Note that due to asynchrony, after a sender takes action, the type of the sender and its receiver may be temporarily incoherent if the sender has moved forward and the output is still in the global queue. Therefore, coherence holds only after a receiver has absorbed all messages heading to it.

As we aim to handle partial failure(s), either (1) no failures occurred such that there exists \(\mathbf {G}\) defining interactions for every \(s[ p ]\) in \(\varDelta \langle s \rangle \), or (2) a failure occurs such that the need-be-informed participants, who are in \(\varDelta '\langle s \rangle \), are handling that failure in a coherent way, and other unaffected ones, who are in \(\varDelta \langle s \rangle \setminus \varDelta '\langle s \rangle \), still follow the behaviour defined in \(\mathbf {G}\).

## 6 Properties

We prove that our typing discipline ensures the properties of *safety* and *progress*. The property of safety is defined by *subject reduction* and *communication safety*. Firstly we define \(\varDelta \rightharpoonup \varDelta '\) as reductions of session environments. Intuitively, the reductions correspond closely to the operational semantics defined in Fig. 4. Subject reduction states that a well-typed network (resp. coherent session environment) is always well-typed (resp. coherent) after reduction:

### **Theorem 1**

**(Subject Congruence and Reduction).**

- 1.
(subject congruence) \(\varGamma \vdash N \rhd \varDelta \) and \(N \equiv N'\) imply that \(\varGamma \vdash N' \rhd \varDelta \).

- 2.
(subject reduction) \(\varGamma \vdash N \rhd \varDelta \) with \(\varDelta \) coherent and \(N \rightarrow N'\) imply that \(\varGamma \vdash N' \rhd \varDelta '\) such that \(\varDelta \rightharpoonup \varDelta '\) or \(\varDelta \equiv \varDelta '\) and \(\varDelta '\) is coherent.

_ _ _ _

→ REQUIREMENT 1: Print the entries unchanged, starting at the line that contains "Tag the garden" and running down through the final line of the entries, both ends included.
The passage on session typing and the entries that follow it are unrelated material.

_ _ _ _

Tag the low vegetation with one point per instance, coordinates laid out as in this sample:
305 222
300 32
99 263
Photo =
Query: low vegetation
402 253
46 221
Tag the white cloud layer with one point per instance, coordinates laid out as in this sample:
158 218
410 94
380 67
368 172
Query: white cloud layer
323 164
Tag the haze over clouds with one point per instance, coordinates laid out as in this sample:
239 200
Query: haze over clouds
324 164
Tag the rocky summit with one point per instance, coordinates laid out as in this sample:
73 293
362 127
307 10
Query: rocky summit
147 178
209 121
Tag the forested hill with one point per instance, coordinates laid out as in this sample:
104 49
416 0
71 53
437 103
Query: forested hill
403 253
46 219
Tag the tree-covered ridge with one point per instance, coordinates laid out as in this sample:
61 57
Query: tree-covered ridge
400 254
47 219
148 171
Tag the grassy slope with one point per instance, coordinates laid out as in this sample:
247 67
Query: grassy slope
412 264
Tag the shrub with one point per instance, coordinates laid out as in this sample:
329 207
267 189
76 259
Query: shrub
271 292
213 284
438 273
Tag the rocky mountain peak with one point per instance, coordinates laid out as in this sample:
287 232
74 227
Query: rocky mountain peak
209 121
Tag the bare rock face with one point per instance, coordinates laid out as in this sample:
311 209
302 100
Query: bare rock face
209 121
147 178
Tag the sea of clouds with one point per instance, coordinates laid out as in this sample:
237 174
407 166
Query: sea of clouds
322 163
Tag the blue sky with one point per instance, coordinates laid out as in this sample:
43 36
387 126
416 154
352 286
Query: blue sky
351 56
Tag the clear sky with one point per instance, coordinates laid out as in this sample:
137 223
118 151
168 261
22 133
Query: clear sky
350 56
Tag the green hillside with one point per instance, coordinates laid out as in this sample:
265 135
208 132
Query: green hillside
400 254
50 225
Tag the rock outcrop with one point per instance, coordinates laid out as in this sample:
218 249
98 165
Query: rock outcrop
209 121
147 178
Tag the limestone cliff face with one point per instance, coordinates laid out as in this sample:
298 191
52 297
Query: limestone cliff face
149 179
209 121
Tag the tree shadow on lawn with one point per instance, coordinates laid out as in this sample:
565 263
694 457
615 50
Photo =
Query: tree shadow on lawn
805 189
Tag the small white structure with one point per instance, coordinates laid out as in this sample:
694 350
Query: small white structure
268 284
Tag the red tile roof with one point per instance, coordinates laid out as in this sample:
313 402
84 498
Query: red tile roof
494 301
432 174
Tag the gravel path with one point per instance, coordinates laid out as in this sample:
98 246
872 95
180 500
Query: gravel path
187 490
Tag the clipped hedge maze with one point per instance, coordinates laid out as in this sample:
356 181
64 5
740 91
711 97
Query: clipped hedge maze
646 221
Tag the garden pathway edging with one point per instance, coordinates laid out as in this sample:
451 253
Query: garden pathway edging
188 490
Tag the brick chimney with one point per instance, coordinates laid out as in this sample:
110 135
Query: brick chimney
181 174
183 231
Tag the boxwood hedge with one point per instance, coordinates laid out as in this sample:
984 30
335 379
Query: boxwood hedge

_ _ _ _

→ REQUIREMENT 2: Write what comes next in the passage on session typing, picking up after its last sentence.

→ OUTPUT 1:
Tag the garden pathway edging with one point per instance, coordinates laid out as in this sample:
451 253
Query: garden pathway edging
188 490
Tag the brick chimney with one point per instance, coordinates laid out as in this sample:
110 135
Query: brick chimney
181 174
183 231
Tag the boxwood hedge with one point per instance, coordinates laid out as in this sample:
984 30
335 379
Query: boxwood hedge

→ OUTPUT 2:
*et al.*[1], global linearity-check is not needed. For convenience, we define here contexts on networks:

### **Corollary 1**

**(Communication Safety).** Suppose \(\varGamma \vdash N \rhd \varDelta \) and \(\varDelta \) is coherent. Let \(N_1= \mathscr {C}_1[s: q\cdot \langle p _2, p _1, \langle \tilde{v} \rangle \rangle ^{F} \cdot q']\) and \(N_2 = \mathscr {C}_2[s: q\cdot \langle p _1, \ f \rangle \cdot q']\) and \(N_3 = \mathscr {C}_3[s: q\cdot \langle \! \langle p _1, F \rangle \! \rangle \cdot q']\) and no messages in \(q\) is sending to \( p _1\).

- 1.
If \(N= \mathscr {C}[\mathscr {E}[s[ p _1] ?( p _2, (\tilde{x})^{F}) . P]_{\mathbf {T}}]\), then \(N \equiv N_1\) or \(N \rightarrow ^{*} N_1\).

- 2.
If \(N = \mathscr {C}[\mathscr {E}[\mathsf {try}\{s[ p _1] \otimes F'; P\}\mathsf {h}\{ H \}]_{\mathbf {T}}]\) and \(F' \subseteq F \not = \emptyset \), then either (a) \(N \equiv N_2\) or \(N \rightarrow ^{*} N_2\) or (b) \(N \equiv N_3\) or \(N \rightarrow ^{*} N_3\).

- 3.
If \(N = \mathscr {C}[\mathscr {E}[\mathsf {try}\{v\}\mathsf {h}\{ H \}]_{\mathbf {T}}]\) and \( f \in \textit{dom}( H )\) and process \( H ( f )\) is acting on \(s[ p _1]\), then \(N \not \equiv N_2\) and \(N \not \rightarrow ^{*} N_2\).

This corollary states that our system is *free from deadlock* and *starvation*: if there is a receiving action in *N*, then *N* is either structurally congruent to the network which contains the message for input, or *N* will reduce to such a network. We state that \([\mathsf {try}\{v\}\mathsf {h}\{ H \}]_{\mathbf {T}}\) is safe to become idle by proving that no \( f \in \textit{dom}( H )\) is heading to it (Case 3).

Corollary 1 provides the means to prove that our system *never gets stuck and is free from orphan messages* (*property of progress*):

### **Theorem 2**

**(Progress).** \(\varGamma \vdash N \rhd \varDelta \) with \(\varDelta \) coherent and \(N \rightarrow N'\) imply that \(N'\) is communication safe or \(N' = \mathbf {0}\parallel s :\varepsilon \).

This theorem states that every interaction in a well-typed network is a safe interaction and reducible until the whole network terminates without any message left.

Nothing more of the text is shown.